**TO BE DONE:**
Could the lines from the one with "Find the colorful" through the end of the listing be restated exactly, with nothing else included?

**DATA SUPPLIED:**
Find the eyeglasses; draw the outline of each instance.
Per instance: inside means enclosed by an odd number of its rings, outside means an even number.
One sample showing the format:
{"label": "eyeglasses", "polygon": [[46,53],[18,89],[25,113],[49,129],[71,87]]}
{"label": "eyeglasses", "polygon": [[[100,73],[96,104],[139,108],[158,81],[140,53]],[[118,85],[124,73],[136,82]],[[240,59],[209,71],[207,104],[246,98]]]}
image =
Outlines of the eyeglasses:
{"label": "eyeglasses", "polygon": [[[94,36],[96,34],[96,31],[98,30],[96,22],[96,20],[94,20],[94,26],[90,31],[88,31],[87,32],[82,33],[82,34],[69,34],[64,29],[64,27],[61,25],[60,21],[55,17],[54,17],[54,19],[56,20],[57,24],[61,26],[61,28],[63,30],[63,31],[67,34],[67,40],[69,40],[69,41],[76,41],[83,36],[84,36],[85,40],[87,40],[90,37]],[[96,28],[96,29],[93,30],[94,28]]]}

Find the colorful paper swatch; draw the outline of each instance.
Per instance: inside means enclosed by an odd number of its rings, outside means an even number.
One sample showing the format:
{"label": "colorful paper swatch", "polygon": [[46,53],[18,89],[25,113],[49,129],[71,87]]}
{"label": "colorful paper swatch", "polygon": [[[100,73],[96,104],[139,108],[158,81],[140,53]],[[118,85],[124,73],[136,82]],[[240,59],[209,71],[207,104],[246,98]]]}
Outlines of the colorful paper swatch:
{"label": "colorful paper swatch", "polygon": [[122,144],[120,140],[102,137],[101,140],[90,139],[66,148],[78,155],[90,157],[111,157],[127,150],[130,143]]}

**FINISHED EXERCISE:**
Find the colorful paper swatch; draw the outline of each instance.
Per instance: inside means enclosed by an odd number of its rings, outside means an even number.
One sample showing the format:
{"label": "colorful paper swatch", "polygon": [[46,53],[18,89],[25,113],[49,129],[71,87]]}
{"label": "colorful paper swatch", "polygon": [[[100,73],[96,104],[139,108],[158,81],[140,53]],[[118,85],[124,73],[136,82]],[[240,59],[209,71],[207,104],[246,98]]]}
Outlines of the colorful paper swatch:
{"label": "colorful paper swatch", "polygon": [[122,144],[120,140],[102,137],[101,140],[90,139],[66,148],[78,155],[90,157],[111,157],[127,150],[130,143]]}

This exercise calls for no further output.